* Passage cité:
++++++++++++++++++++
Comme un poisson dans l’aube

 
Tu mitonnes !
Jacky Durand
Libération du 17 février 2022

Illustration de Emmanuel Pierrot
 

Chaque jeudi, réveil des papilles et passage en cuisine. Aujourd’hui, on se lève de bonne heure et au bout du monde pour faire le pain et mariner la bonite.
Longtemps, on s’est couché tard et levé au plein midi. Vie de bouclage et d’après-bouclage. Maquette papier et tournées de houblon. Près d’un quart de siècle. A cette époque, on n’avait que faire du silence. Souvent on le méprisait. Au mieux, on l’ignorait en arpentant autour de minuit «la vis» de l’ancien parking de la rue Béranger, qui était devenu le siège parisien de Libération en 1987.
Et puis un jour, le silence nous a rattrapés dans un immense besoin de solitude et au début, sans s’en rendre compte, on s’est mis à se lever tôt. Il faut dire que la fréquentation de plus en plus assidue de nos petits bouts du monde nous a grandement aidés. Tôt comment, vous allez dire ? Forcément dans la nuit. Où ? Partout. A Paname sur le coup des trois heures du matin lors du premier confinement où l’on sirotait le mug de café soluble au-dessus des toits de Paris avant d’aller se planter au beau milieu du boulevard Beaumarchais, désert des Tartares urbains d’où l’on entrevoyait le feu follet des ambulances. Puis on s’en retournait dans notre perchoir près de la Bastoche en attendant le premier chant du merle au bout de la nuit. Mais en dépit du cri de l’oiseau, là encore on était dans la quiétude car notre silence à nous, c’est celui où les hommes se taisent.
++++++++++++++++++++
* Données affichées:

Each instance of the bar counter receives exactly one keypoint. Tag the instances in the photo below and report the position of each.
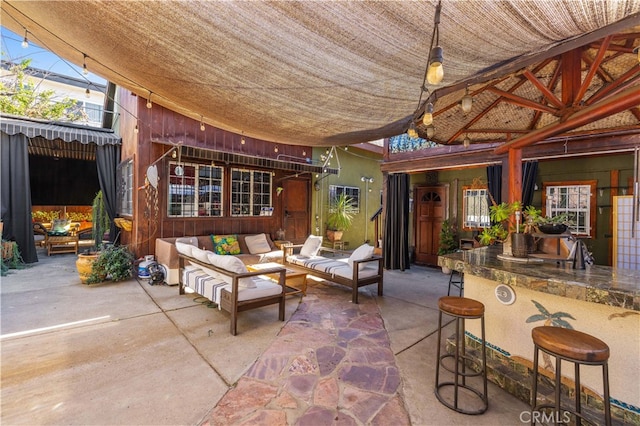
(596, 284)
(598, 300)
++++++++++++++++++++
* Consigne 1:
Reproduisez à l'identique, dans la chronique sur le silence et le lever matinal, tout ce qui va de «Comme un poisson» jusqu'à «Libération en 1987.».
* Consigne 2:
Reprenez la chronique sur le silence et le lever matinal après sa dernière phrase et poursuivez-en l'écriture.

* Réponse attendue 1:
Comme un poisson dans l’aube

 
Tu mitonnes !
Jacky Durand
Libération du 17 février 2022

Illustration de Emmanuel Pierrot
 

Chaque jeudi, réveil des papilles et passage en cuisine. Aujourd’hui, on se lève de bonne heure et au bout du monde pour faire le pain et mariner la bonite.
Longtemps, on s’est couché tard et levé au plein midi. Vie de bouclage et d’après-bouclage. Maquette papier et tournées de houblon. Près d’un quart de siècle. A cette époque, on n’avait que faire du silence. Souvent on le méprisait. Au mieux, on l’ignorait en arpentant autour de minuit «la vis» de l’ancien parking de la rue Béranger, qui était devenu le siège parisien de Libération en 1987.

* Réponse attendue 2:
On le savoure dans l’épaisseur des forêts vosgiennes, entre l’humus et le grès, non loin d’un étang serti dans une tourbière avec pour tout abri une maisonnette de bois où l’on rêve de raviver la braise de l’antique cuisinière avec un rondin de sapin en pleine nuit. Mais plus que tout, on aime le silence d’une île en Méditerranée. Là-bas, à une quinzaine de kilomètres de la côte où les lumières de la ville font une guirlande vacillante. Ici, point de lampadaires ou de voitures pour déchirer la fin de la nuit. Seuls le mistral et le ressac de la mer soliloquent, métronomes de la nature, ignorant superbement l’homme. Le silence de la montagne vous enveloppe. Celui de l’île vous laisse entendre que vous êtes à poil, qu’il faut se démerder tout seul. La tentation peut être grande de s’en remettre à l’addiction à la 4G des réseaux sociaux (eh oui, elle est arrivée…) ou des boissons enivrantes. Ou les deux à la fois. On sort sur la restanque pour aspirer une première bouffée d’air qui vous laisse les lèvres salées en envoyant un baiser à la lune pleine.
C’est l’instant de la naissance du pain. La farine, la levure, le sel, l’eau tiède. Pétrir encore et encore alors que monte ce parfum unique de la pâte qui rappelle celui des corps après l’amour. On la couvre délicatement avec un torchon de cuisine. Aura-t-elle commencé à lever quand surgiront les prémices de l’aube ? On met à tremper les petits haricots blancs qui feront le repas de midi. Une cuisson aussi dépouillée que sincère : une gousse d’ail et un brin de romarin du maquis avec au final, quelques grains de gros sel et un filet d’or d’huile d’olive. Uber et Deliveroo peuvent aller se faire foutre. On mangera bien meilleur à midi. Midi, façon de parler car on n’a pas d’horaires sur une île si ce n’est ceux du bateau qui rallie la côte. Tout à l’heure, on le verra poindre au loin, petite coque blanche dans les flots.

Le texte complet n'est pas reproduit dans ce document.